▸ Requirement: Rewrite the items below so that "MUST report" becomes "SHALL report" throughout, keeping every other word and line unchanged.

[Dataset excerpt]
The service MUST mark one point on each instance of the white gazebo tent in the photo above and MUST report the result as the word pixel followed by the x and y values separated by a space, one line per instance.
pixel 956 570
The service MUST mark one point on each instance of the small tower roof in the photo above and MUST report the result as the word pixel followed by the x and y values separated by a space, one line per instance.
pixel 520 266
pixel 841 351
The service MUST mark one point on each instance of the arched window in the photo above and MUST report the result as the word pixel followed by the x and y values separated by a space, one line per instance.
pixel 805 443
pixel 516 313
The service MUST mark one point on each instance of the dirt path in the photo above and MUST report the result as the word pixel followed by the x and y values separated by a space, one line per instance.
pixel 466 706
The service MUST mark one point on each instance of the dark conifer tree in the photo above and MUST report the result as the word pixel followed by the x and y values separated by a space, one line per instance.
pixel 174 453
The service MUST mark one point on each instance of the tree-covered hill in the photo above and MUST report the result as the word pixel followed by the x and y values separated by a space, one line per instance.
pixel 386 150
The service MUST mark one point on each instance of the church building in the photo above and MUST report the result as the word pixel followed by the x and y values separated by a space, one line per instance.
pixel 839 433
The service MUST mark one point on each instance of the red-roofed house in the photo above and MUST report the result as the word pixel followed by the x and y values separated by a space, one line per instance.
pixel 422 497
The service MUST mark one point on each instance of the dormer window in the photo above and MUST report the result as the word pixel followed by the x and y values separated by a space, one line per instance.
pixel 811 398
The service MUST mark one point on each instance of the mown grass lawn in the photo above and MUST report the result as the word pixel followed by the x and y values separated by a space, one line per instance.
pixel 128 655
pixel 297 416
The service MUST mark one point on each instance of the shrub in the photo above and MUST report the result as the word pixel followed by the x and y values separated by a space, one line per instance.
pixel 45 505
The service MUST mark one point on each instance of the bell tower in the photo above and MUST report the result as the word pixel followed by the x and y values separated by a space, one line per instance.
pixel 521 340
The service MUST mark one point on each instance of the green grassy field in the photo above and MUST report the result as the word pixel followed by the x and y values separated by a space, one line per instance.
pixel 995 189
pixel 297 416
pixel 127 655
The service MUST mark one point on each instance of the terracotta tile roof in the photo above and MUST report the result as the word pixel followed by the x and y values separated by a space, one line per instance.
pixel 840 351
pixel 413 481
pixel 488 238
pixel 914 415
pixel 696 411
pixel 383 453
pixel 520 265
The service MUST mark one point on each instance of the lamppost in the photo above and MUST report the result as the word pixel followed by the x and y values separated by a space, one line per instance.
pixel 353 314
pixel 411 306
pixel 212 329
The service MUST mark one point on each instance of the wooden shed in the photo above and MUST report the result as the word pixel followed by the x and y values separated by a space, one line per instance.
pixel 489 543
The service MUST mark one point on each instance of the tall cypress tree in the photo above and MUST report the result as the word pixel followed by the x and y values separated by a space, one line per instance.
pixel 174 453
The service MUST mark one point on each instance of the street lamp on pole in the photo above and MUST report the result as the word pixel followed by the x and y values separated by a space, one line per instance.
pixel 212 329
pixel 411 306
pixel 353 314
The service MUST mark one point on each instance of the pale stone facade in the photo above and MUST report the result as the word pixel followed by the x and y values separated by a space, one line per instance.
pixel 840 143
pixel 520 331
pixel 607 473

▸ Finished answer:
The service MUST mark one point on each instance of the white gazebo tent in the photo above and SHALL report the result as the word pixel followed by the x and y values separated by a space, one line per instance.
pixel 956 570
The service MUST mark one point on each instance of the small tower roof in the photo above and SHALL report the result as the word pixel followed by the x and y values separated by a space, one line per instance.
pixel 520 266
pixel 841 351
The service MUST mark one point on each instance of the arched window in the photo above and SHALL report the result as the word pixel followed by the x and y values separated by a space, one line per instance.
pixel 805 443
pixel 516 313
The service MUST mark one point on each instance of the dirt path in the photo above and SHALL report the result as the word pixel followed by the x and y values separated by a space, one line per instance.
pixel 466 706
The service MUST mark one point on each instance of the dark conifer tree in the photo above and SHALL report the result as the word pixel followed by the x and y values separated by a space, one line per instance.
pixel 174 453
The service MUST mark one point on each instance of the tree-covered hill in the photo above and SHALL report the result as the word pixel followed by the x and y values separated by a space, one line per instance.
pixel 386 150
The service MUST mark one point on each instance of the church building in the photo above and SHALL report the result as the word pixel followed by the x and y values separated by a space, one line per instance.
pixel 839 433
The service MUST mark one point on each instance of the red-roofed house in the photo above and SHALL report the result as the word pixel followed by the x and y values separated by a space, one line per instance.
pixel 422 497
The service MUST mark one point on each instance of the dormer window in the photo above and SHALL report the result as the word pixel followed by the x and y values separated by a space, one line per instance.
pixel 811 398
The service MUST mark one point on each instance of the mown grass lawn in the photo above and SHALL report the result as the word pixel followed by the x and y values separated by a space, one line per instance.
pixel 128 655
pixel 297 416
The service MUST mark one point on each instance of the shrub in the photo above and SHALL report the result as the word pixel followed by the x and y values separated by a space, one line per instance.
pixel 45 505
The service MUST mark one point on each instance of the bell tower in the photo above and SHALL report the result as the word pixel followed by the x and y values separated by a space, one line per instance.
pixel 521 340
The service MUST mark one point on each instance of the green grassy field in the photo above and SHALL report the result as the word pixel followed by the x and y values separated by a space, one line per instance.
pixel 995 189
pixel 297 416
pixel 127 655
The service MUST mark one point on each instance of the terracotta tile roof in the photo above and SHALL report the result as the word pixel followed by the x and y values separated by a space, one line per instance.
pixel 840 351
pixel 413 481
pixel 488 238
pixel 914 415
pixel 696 411
pixel 383 453
pixel 520 265
The service MUST mark one point on each instance of the lamppost in the photo above and SHALL report the result as the word pixel followed by the x and y values separated by a space, one line per instance.
pixel 353 314
pixel 411 306
pixel 212 329
The service MUST mark one point on each instance of the wooden shed in the photo above and SHALL report the result as the word pixel followed by the x and y values separated by a space, one line per instance.
pixel 489 543
The service MUST mark one point on each instance of the tall cypress tree in the photo above and SHALL report the result as the word pixel followed by the x and y values separated by a space, one line per instance.
pixel 174 453
The service MUST mark one point on each instance of the street lamp on pole in the photo above and SHALL report the result as the word pixel followed by the x and y values separated by a space, one line per instance.
pixel 212 329
pixel 411 306
pixel 353 314
The service MUST mark one point on each instance of the pale stone facade in the photo above and SHALL report the result as the word pixel followed by the x and y values separated by a space, one line per instance.
pixel 840 143
pixel 520 331
pixel 607 473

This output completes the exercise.